**EXERCISE:**
All lines from the first line of the material up to and including the line with "Please answer as" must be copied exactly, and no others.
[[ PROVIDED DATA, beginning ]]
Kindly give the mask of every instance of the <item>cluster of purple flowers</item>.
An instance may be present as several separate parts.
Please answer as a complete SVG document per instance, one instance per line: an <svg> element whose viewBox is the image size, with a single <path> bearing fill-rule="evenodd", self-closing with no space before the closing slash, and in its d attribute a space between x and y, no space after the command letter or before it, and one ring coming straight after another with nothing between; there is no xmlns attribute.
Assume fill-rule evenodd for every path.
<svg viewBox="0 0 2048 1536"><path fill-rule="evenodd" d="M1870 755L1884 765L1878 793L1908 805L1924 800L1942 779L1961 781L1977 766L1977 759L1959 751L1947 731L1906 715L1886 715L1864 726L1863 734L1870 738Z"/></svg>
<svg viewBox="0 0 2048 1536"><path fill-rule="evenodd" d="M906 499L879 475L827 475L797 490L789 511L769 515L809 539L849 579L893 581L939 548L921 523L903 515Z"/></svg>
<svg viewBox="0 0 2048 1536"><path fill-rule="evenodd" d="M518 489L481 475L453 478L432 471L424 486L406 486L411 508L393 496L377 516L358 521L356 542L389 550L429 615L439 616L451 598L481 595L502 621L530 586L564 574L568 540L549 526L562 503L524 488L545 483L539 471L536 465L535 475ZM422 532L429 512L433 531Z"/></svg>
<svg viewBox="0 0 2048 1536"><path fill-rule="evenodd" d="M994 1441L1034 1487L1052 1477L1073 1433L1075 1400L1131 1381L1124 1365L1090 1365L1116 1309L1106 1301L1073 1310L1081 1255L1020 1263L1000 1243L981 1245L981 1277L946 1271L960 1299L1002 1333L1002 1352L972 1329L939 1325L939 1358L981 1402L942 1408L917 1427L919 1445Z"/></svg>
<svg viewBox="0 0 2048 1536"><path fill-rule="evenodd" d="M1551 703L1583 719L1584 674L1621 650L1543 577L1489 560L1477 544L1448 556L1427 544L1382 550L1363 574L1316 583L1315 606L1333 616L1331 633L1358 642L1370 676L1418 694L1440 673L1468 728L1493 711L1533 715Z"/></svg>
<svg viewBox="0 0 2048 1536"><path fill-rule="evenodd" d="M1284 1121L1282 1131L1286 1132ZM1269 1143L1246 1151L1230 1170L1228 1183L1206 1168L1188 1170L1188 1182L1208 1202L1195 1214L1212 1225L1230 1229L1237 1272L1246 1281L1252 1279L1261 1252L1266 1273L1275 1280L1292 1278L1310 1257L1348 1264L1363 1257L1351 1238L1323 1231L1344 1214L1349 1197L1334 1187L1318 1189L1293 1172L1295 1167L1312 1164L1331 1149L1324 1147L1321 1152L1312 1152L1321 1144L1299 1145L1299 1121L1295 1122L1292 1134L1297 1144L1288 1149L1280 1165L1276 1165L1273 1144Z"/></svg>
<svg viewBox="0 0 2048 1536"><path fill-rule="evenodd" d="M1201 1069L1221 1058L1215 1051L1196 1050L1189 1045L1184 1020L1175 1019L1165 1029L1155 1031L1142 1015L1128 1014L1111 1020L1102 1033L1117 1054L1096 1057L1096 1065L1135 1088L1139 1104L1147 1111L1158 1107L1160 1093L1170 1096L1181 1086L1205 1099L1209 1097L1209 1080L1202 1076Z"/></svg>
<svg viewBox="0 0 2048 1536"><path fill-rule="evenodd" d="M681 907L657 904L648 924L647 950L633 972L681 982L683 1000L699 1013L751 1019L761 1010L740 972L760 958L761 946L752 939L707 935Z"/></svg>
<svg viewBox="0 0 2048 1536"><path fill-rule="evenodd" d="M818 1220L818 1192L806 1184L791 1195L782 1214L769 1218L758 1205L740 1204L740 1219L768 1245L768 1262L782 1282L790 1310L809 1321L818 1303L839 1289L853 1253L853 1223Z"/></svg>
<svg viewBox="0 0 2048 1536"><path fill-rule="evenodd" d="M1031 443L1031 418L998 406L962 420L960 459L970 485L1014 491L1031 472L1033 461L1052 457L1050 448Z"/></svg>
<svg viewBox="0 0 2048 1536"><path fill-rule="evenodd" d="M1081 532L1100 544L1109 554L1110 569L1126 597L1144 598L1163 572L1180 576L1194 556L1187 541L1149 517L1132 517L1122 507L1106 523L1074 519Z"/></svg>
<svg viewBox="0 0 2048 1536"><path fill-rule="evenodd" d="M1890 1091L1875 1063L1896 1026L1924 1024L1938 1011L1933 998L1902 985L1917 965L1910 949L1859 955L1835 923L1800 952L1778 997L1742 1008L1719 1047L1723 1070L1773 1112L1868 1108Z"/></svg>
[[ PROVIDED DATA, end ]]
**TASK RESULT:**
Kindly give the mask of every instance of the <item>cluster of purple flowers</item>.
An instance may be present as several separate parts.
Please answer as a complete SVG document per instance, one instance per line: an <svg> element whose viewBox is the image size, with a single <path> bearing fill-rule="evenodd", self-closing with no space before the closing slash, and in its d attribute a space between x and y, no space after the command letter or before it, and one ring coming straight after another with nothing between; there is no xmlns attribute.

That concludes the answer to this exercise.